[START Stored records]

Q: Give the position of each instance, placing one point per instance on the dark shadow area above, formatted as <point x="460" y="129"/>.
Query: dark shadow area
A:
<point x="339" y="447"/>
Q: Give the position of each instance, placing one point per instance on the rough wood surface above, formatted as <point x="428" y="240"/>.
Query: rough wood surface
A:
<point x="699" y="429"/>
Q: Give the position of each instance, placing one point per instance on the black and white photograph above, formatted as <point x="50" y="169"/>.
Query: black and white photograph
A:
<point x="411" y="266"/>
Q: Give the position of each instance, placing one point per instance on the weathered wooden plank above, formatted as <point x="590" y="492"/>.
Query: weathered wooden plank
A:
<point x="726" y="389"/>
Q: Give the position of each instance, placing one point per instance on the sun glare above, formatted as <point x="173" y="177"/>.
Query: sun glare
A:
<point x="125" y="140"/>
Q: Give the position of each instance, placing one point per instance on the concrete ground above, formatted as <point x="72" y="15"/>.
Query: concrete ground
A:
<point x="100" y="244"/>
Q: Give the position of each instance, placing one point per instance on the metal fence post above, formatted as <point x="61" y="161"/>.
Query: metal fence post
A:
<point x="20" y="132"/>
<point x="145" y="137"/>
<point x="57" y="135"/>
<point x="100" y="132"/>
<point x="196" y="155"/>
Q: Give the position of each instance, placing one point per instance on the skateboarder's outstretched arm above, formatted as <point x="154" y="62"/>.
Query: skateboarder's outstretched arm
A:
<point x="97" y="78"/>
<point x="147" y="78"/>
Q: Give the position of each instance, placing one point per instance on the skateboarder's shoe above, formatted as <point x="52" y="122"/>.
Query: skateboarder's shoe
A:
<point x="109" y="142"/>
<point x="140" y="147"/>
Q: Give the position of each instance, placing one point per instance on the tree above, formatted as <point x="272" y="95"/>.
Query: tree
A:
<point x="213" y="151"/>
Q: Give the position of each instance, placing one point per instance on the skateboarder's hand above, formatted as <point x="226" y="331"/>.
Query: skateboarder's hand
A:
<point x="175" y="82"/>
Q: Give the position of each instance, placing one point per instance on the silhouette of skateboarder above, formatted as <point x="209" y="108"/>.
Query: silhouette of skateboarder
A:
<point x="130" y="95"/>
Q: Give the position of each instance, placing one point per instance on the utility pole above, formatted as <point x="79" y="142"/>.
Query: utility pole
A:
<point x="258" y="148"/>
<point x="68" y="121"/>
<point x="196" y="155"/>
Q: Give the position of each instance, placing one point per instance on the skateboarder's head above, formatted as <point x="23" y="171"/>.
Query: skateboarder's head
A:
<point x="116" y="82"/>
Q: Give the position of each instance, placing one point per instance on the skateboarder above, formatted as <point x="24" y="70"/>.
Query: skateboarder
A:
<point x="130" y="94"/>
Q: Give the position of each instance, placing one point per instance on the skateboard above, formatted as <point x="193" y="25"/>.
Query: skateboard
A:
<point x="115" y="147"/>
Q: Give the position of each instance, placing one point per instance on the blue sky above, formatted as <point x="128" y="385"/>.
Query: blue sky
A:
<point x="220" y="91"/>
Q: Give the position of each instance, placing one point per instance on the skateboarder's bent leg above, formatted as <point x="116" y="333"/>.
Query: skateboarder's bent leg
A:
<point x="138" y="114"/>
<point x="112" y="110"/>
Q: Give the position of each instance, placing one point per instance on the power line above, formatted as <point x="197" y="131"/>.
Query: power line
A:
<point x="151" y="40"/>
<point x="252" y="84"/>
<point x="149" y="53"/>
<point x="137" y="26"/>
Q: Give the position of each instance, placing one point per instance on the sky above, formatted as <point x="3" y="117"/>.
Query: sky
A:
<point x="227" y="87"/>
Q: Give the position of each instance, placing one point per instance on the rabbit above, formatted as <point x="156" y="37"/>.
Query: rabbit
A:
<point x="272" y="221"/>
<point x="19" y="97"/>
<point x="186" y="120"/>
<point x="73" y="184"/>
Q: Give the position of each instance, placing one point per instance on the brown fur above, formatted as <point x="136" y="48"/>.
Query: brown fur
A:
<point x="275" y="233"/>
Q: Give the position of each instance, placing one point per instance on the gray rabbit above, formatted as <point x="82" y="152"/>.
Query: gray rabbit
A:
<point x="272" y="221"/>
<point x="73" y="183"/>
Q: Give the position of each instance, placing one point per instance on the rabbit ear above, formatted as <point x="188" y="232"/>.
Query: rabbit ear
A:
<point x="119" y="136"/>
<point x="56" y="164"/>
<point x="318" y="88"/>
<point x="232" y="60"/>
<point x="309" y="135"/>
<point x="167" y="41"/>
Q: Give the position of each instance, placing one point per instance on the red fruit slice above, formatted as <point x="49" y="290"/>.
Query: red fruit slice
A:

[END Stored records]

§ **Task prompt**
Rewrite all the rows above, changing "Give the position of each instance" to "Locate every instance" and leaving everything else the same.

§ **Answer to the problem**
Q: Locate every instance, placing one point per instance on the dark shadow area above, formatted as <point x="460" y="129"/>.
Query: dark shadow area
A:
<point x="339" y="447"/>
Q: Locate every instance, placing one point per instance on the rough wood surface above, formatted as <point x="428" y="240"/>.
Query: rough wood surface
A:
<point x="699" y="429"/>
Q: Locate every instance, placing one point per instance on the black and white photograph above, formatted as <point x="50" y="169"/>.
Query: black and white photograph
A:
<point x="411" y="266"/>
Q: Locate every instance, placing one point per instance on the weathered wooden plank above, formatted as <point x="590" y="492"/>.
Query: weathered wooden plank
A:
<point x="726" y="389"/>
Q: Locate every instance, placing one point per instance on the sun glare above, formatted as <point x="173" y="177"/>.
Query: sun glare
A:
<point x="125" y="140"/>
Q: Locate every instance, placing one point per instance on the concrete ground above, formatted as <point x="72" y="15"/>.
Query: concrete ground
A:
<point x="100" y="244"/>
Q: Locate every instance, placing one point per instance on the metal fence post above, formatted as <point x="61" y="161"/>.
Query: metal fence post
A:
<point x="20" y="132"/>
<point x="145" y="137"/>
<point x="57" y="135"/>
<point x="100" y="132"/>
<point x="196" y="155"/>
Q: Locate every instance, placing one point per instance on the skateboarder's outstretched arm above, formatted as <point x="154" y="62"/>.
Query: skateboarder's outstretched arm
A:
<point x="97" y="78"/>
<point x="147" y="78"/>
Q: Locate every instance, placing one point per instance on the skateboarder's shoe above, formatted as <point x="52" y="122"/>.
Query: skateboarder's shoe
A:
<point x="109" y="142"/>
<point x="140" y="147"/>
Q: Locate every instance, placing one point per instance on the tree above, formatted as <point x="272" y="95"/>.
Query: tree
A:
<point x="213" y="151"/>
Q: Locate every instance, placing one point per instance on the skateboarder's hand above, formatted as <point x="226" y="331"/>.
Query: skateboarder's hand
A:
<point x="175" y="82"/>
Q: Locate every instance, placing one point per instance on the silhouette of skateboarder above, formatted as <point x="209" y="108"/>.
Query: silhouette of skateboarder
A:
<point x="130" y="95"/>
Q: Locate every instance, placing one point per instance on the utility pole above, formatted as <point x="79" y="142"/>.
Query: utility pole
A:
<point x="258" y="148"/>
<point x="68" y="121"/>
<point x="196" y="155"/>
Q: Locate every instance, placing one point per instance on the skateboarder's head above, formatted as <point x="23" y="171"/>.
Query: skateboarder's head
A:
<point x="116" y="82"/>
Q: Locate every instance, placing one point per instance on the skateboarder above, formatted as <point x="24" y="70"/>.
Query: skateboarder
A:
<point x="130" y="94"/>
Q: Locate every instance, placing one point per instance on the skateboard above, formatted as <point x="193" y="25"/>.
Query: skateboard
A:
<point x="115" y="147"/>
Q: Locate every instance, placing one point per instance on the blue sky above, formatted as <point x="128" y="385"/>.
Query: blue sky
A:
<point x="220" y="91"/>
Q: Locate every instance, placing one point per instance on the skateboarder's bent leg above, formatted as <point x="116" y="333"/>.
Query: skateboarder's bent leg
A:
<point x="138" y="114"/>
<point x="112" y="110"/>
Q: Locate every instance, placing one point per instance on the power line above, formatted as <point x="197" y="131"/>.
Query: power line
A:
<point x="151" y="40"/>
<point x="252" y="84"/>
<point x="149" y="53"/>
<point x="137" y="26"/>
Q: Locate every instance, placing one point per instance on the sky above, formatted as <point x="3" y="117"/>.
Query: sky
A:
<point x="227" y="87"/>
Q: Locate every instance, placing one point per instance on the rabbit above, formatted as <point x="156" y="37"/>.
Query: rabbit
A:
<point x="272" y="221"/>
<point x="19" y="97"/>
<point x="186" y="120"/>
<point x="73" y="184"/>
Q: Locate every instance, placing one point per instance on the brown fur above, formatted as <point x="136" y="48"/>.
Query: brown fur
A:
<point x="275" y="233"/>
Q: Locate every instance, placing one point per instance on the gray rabbit above, formatted as <point x="82" y="152"/>.
Query: gray rabbit
A:
<point x="272" y="221"/>
<point x="73" y="183"/>
Q: Locate every instance, placing one point per instance on the rabbit ear above, formatted as <point x="188" y="232"/>.
Query: rabbit ear
A:
<point x="119" y="136"/>
<point x="56" y="164"/>
<point x="318" y="88"/>
<point x="232" y="60"/>
<point x="309" y="135"/>
<point x="167" y="41"/>
Q: Locate every instance, placing one point per instance on the red fruit slice above, formatted as <point x="49" y="290"/>.
Query: red fruit slice
A:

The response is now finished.